---------- ИСХОДНЫЙ ТЕКСТ
Работая над романом, поэт полагал, что «вожделенный миг» будет закодирован им как «свершение подвига», между тем, когда этот миг настал, такой кодировкой оказалось «расставание». Соответственно, и адекватной оценкой вместо ожидавшихся удовлетворения, гордости и освобождения стала «грусть». Предельный уровень субъективной вовлеченности в данном случае не нуждается в доказательствах.

Эмоциональные матрицы, на которых были основаны исходные ожидания автора, просматриваются здесь достаточно отчетливо – это, прежде всего, классические представления о поэте, венчаемом лаврами, поддержанные гекзаметрическим размером, и, отчасти, обширный репертуар народных пословиц, прославляющих окончание дела. Напротив, матрица, в которой создаваемое произведение и его герои становятся частью души поэта, так что расставание с ними переживается как разлука, тесно связана с романтической культурой и во многом ощущалась самим Пушкиным как новаторская и неожиданная. На это указывают и эпитет «непонятная», которым определена грусть, и обозначение характера ее воздействия – «тайно тревожит», – и три вопроса, занимающие весь текст стихотворения за исключением первой, констатирующей строки.

Осуществленный Пушкиным сдвиг был отчасти подсказан самой исторической семантикой слова «труд». В культуре тех лет труд воспринимался, с одной стороны, как проклятие, а с другой – как единственный источник достойного существования (см.: Февр 1991: 364–391). Обе эти смысловые грани отразились в русском языке начала XIX века и, в частности, в языке Пушкина: («нет, легче труд и глад», «трудом он должен был себе доставить и независимость, и честь» [Пушкин 1962–1965 III: 266; IV: 385; Словарь 2000 IV: 612–614]). Отсюда и возникающая во втором двустишии фигура поденщика, в финале, однако, сменяющаяся сравнением «труда» со «спутником» и «другом». Именно эта, прозвучавшая здесь еще в неуверенной и вопросительной форме «интерпретативная схема» сделала это стихотворение Пушкина и выраженное в нем переживание окончания долгой и важной работы как «расставания» или «утраты» одной из базовых матриц эмоционального репертуара русской культуры.
--------------------
---------- ПЕРЕЧЕНЬ ПУНКТОВ
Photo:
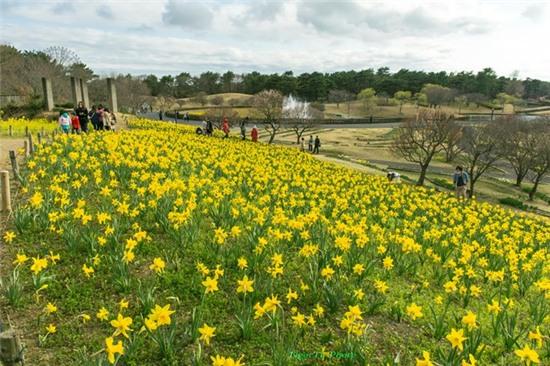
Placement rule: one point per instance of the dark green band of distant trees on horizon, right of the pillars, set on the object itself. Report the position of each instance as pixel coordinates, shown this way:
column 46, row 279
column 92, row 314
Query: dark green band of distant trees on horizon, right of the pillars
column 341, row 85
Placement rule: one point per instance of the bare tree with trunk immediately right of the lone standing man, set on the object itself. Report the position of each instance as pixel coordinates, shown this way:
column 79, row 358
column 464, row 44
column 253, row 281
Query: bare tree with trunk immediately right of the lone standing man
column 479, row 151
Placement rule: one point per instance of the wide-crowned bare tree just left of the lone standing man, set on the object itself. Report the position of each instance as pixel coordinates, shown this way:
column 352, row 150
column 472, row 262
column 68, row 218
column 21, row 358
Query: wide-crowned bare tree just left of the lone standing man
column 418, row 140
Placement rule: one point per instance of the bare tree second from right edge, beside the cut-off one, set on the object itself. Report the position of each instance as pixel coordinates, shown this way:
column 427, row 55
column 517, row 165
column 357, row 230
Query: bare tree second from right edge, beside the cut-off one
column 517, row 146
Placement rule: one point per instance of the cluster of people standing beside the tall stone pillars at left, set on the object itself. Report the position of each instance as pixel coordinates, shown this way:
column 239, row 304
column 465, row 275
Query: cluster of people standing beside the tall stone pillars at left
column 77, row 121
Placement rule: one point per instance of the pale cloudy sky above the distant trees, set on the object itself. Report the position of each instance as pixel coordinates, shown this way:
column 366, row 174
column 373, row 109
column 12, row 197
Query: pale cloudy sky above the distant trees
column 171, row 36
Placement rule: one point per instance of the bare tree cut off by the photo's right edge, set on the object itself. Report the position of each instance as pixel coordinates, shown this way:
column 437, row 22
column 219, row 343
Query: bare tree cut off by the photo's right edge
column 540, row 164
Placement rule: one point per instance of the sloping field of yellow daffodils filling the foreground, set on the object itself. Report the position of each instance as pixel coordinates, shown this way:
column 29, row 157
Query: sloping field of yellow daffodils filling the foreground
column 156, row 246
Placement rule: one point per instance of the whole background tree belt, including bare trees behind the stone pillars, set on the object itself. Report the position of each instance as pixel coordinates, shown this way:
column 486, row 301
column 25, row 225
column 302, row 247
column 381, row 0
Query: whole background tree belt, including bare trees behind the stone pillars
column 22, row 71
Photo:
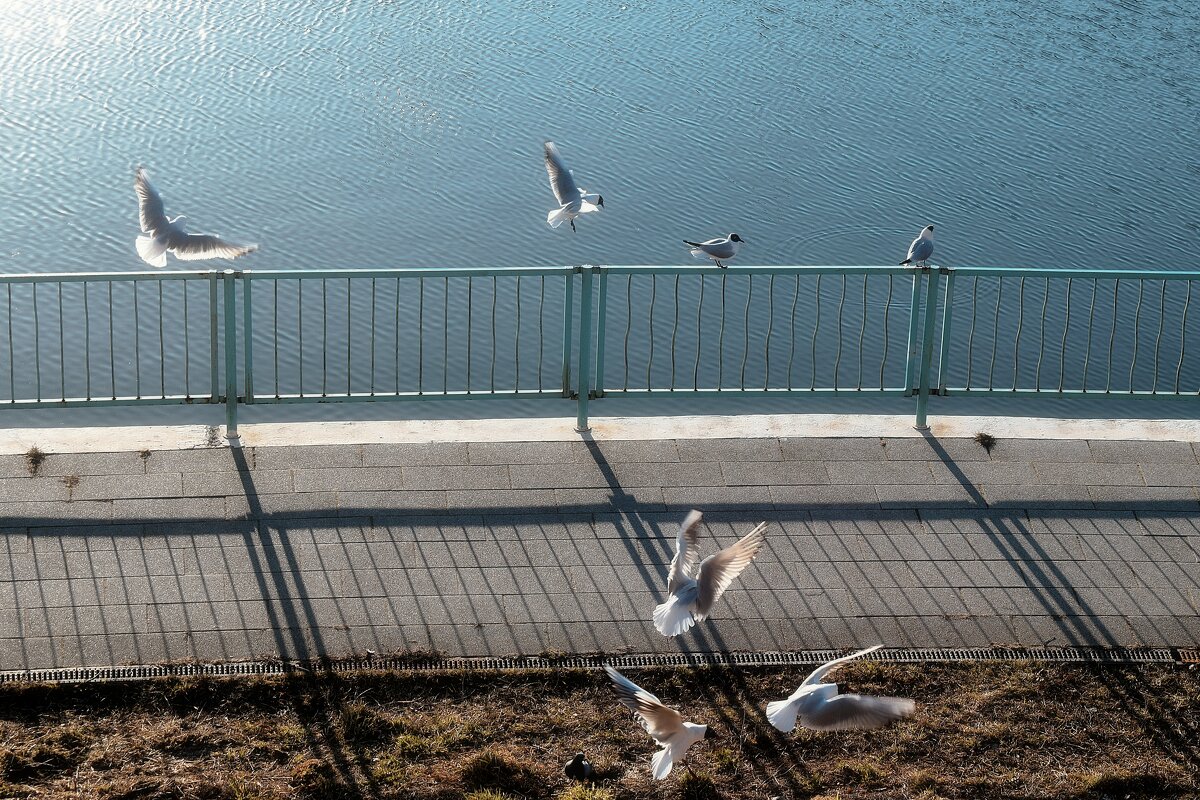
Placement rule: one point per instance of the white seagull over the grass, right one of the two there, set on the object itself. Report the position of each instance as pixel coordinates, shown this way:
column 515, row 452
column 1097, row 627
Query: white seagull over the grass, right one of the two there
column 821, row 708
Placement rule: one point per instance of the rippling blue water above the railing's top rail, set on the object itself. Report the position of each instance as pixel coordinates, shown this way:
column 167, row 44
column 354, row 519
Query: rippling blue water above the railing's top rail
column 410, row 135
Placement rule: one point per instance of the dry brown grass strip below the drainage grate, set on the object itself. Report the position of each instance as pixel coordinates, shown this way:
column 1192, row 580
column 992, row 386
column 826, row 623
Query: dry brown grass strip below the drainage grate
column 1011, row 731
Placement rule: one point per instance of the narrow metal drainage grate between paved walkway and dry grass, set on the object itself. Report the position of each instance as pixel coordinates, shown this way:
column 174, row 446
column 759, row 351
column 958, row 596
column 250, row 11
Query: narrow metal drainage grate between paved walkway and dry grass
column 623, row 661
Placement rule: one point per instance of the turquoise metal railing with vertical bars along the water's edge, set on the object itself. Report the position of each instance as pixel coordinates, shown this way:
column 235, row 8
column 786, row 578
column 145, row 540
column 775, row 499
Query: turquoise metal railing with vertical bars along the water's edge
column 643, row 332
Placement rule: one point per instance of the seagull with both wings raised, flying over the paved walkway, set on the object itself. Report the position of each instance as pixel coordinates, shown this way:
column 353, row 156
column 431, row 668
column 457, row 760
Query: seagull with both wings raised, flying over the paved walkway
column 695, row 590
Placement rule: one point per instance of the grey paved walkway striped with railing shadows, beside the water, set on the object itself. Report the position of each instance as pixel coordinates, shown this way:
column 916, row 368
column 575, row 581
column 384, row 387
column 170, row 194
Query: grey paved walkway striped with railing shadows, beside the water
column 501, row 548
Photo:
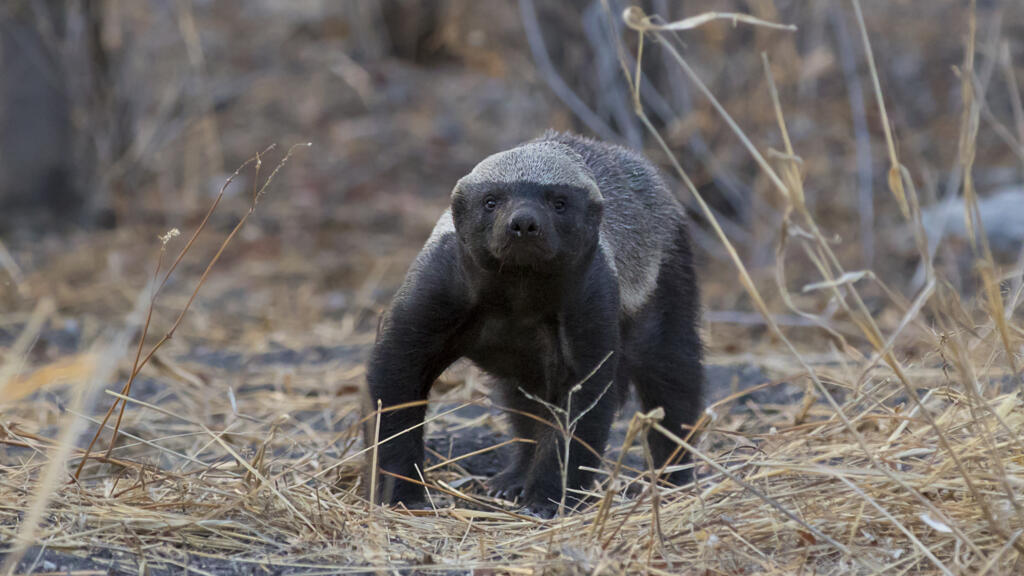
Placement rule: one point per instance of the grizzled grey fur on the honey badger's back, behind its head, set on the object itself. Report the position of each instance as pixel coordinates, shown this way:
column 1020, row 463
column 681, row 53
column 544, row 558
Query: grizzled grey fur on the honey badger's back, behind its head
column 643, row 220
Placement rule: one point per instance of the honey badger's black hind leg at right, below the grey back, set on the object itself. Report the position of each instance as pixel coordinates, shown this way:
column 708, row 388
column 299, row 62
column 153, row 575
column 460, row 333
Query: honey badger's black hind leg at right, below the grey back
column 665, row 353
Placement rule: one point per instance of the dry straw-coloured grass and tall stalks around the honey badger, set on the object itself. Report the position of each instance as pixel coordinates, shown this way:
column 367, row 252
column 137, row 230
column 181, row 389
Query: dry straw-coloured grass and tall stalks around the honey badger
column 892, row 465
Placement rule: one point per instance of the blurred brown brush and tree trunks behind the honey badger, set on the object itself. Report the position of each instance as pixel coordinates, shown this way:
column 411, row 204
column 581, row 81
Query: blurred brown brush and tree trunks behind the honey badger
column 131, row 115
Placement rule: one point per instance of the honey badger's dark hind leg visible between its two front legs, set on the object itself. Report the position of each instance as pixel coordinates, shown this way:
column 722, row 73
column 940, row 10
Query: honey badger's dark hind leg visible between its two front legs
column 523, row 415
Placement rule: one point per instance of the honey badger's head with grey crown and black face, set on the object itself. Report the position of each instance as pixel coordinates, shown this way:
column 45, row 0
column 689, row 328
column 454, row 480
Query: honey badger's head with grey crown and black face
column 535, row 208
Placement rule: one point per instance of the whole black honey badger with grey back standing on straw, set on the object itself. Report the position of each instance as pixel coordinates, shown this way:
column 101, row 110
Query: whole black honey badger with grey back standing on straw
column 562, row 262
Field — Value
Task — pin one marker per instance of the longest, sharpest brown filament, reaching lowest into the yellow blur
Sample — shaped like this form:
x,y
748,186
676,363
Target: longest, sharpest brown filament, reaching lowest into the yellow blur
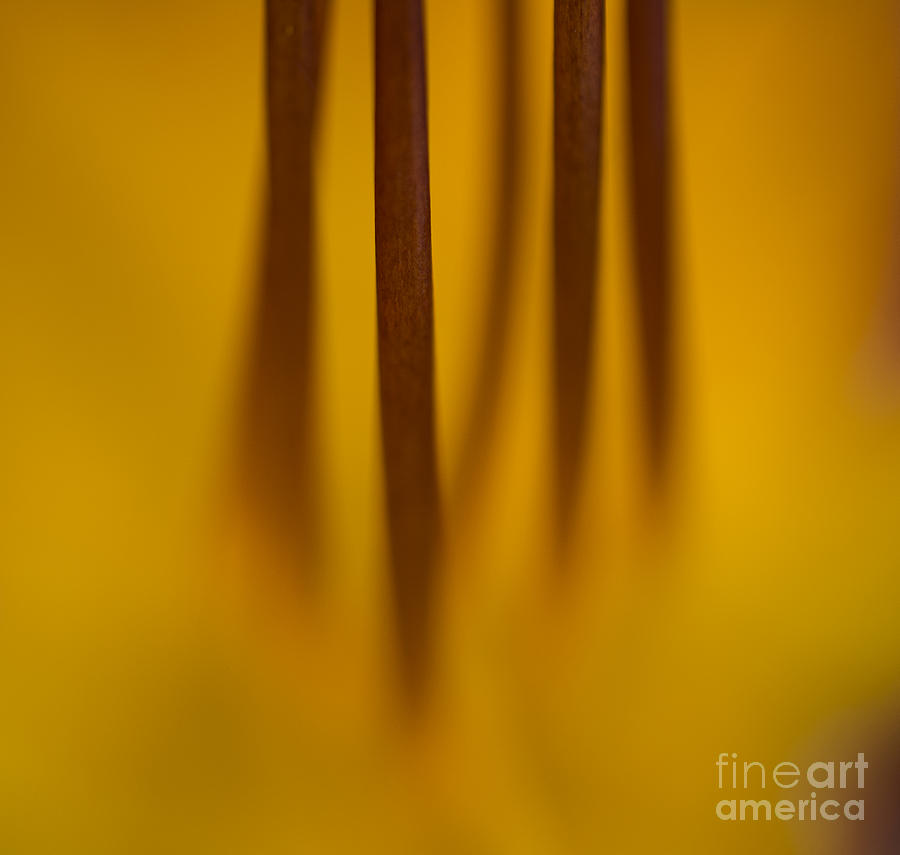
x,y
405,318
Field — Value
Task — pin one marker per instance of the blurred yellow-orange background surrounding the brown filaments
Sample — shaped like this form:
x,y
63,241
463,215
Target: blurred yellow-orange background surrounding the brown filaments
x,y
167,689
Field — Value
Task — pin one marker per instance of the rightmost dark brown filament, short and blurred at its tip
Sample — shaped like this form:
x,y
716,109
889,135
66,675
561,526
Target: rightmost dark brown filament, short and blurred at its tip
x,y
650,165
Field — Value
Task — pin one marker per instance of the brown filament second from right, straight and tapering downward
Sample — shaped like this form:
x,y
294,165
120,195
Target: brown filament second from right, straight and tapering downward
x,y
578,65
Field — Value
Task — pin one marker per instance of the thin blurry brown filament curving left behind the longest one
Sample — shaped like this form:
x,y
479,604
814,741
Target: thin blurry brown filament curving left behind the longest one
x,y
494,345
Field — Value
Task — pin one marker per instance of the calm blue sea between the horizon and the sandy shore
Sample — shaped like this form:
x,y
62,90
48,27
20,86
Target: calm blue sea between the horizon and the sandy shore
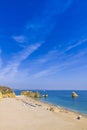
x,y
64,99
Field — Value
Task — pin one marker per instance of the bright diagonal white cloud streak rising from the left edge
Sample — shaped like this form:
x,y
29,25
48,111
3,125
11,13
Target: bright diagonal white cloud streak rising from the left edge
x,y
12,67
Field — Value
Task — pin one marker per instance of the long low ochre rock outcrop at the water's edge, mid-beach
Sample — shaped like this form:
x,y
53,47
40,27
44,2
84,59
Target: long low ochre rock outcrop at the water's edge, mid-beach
--------------------
■ **ВАША ЗАДАЧА**: Напишите продолжение текста о пушкинском стихотворении про окончание работы над романом, начиная сразу после его последнего предложения. Пункты к этому никакого отношения не имеют.

■ **ОТВЕТ НА ЗАДАНИЕ**:
4

Предпочтение уникального типичному ставит ученого перед необходимостью объяснять выбор кейсов. Как писал Клиффорд Гирц, чтобы не превратиться в сборщика раритетов, исследователь, занимающийся изучением частных случаев, «должен стремиться располагать такие случаи в значимой близости друг другу, соединять так, чтобы они проливали свет друг на друга». По словам великого антрополога, «эта игра называется контекстуализацией» (Geertz 2000: xi).

Центральный кейс, который мы наиболее подробно рассматриваем в этой книге, – это три с половиной года жизни Андрея Ивановича Тургенева, начиная с ноября 1799 года, когда он начал вести систематический дневник, и до его смерти в июле 1803-го. Чтобы проследить историю переживаний Андрея Тургенева, нужно восстановить его постоянно обновлявшийся эмоциональный репертуар, увидеть, как составлявшие его матрицы взаимодействовали друг с другом, определяя прихотливую, а порой и загадочную логику его решений, оценок и настроений.

Более полувека назад американский социолог Дэвид Ризман разработал историческую типологию социальных характеров, согласно которой на пороге Нового времени тип «традиционно ориентированной» (tradition-oriented) личности, усваивающей ценности и правила поведения из этикета, ритуала и житейских практик старших поколений, сменяется «внутренне ориентированным» (inner-oriented) типом, стремящимся в различных жизненных ситуациях следовать единым, выработанным в юности, принципам. Метафорой такого социального характера для социолога служит гироскоп – прибор, позволяющий при любых внешних помехах выдерживать избранное направление движения (см.: Riesman 2001).

В русской культуре этот переход происходит во второй половине XVIII – начале XIX века. Андрей Тургенев был своего рода «пилотным выпуском» человека русского романтизма. Конфликт эмоциональных матриц, определявших переживания Тургенева, отчеливее всего проявился в его запутанной и эксцентрической любовной истории. Его отчаянные и бесплодные попытки разрешить этот конфликт, в конце концов приведший его к гибели, могут быть поняты в перспективе монументального макроисторического сдвига, проявившегося в складе его личности и обстоятельствах его судьбы. Решить эту задачу с исторической дистанции во многом легче, чем было современникам Андрея Ивановича и даже ему самому.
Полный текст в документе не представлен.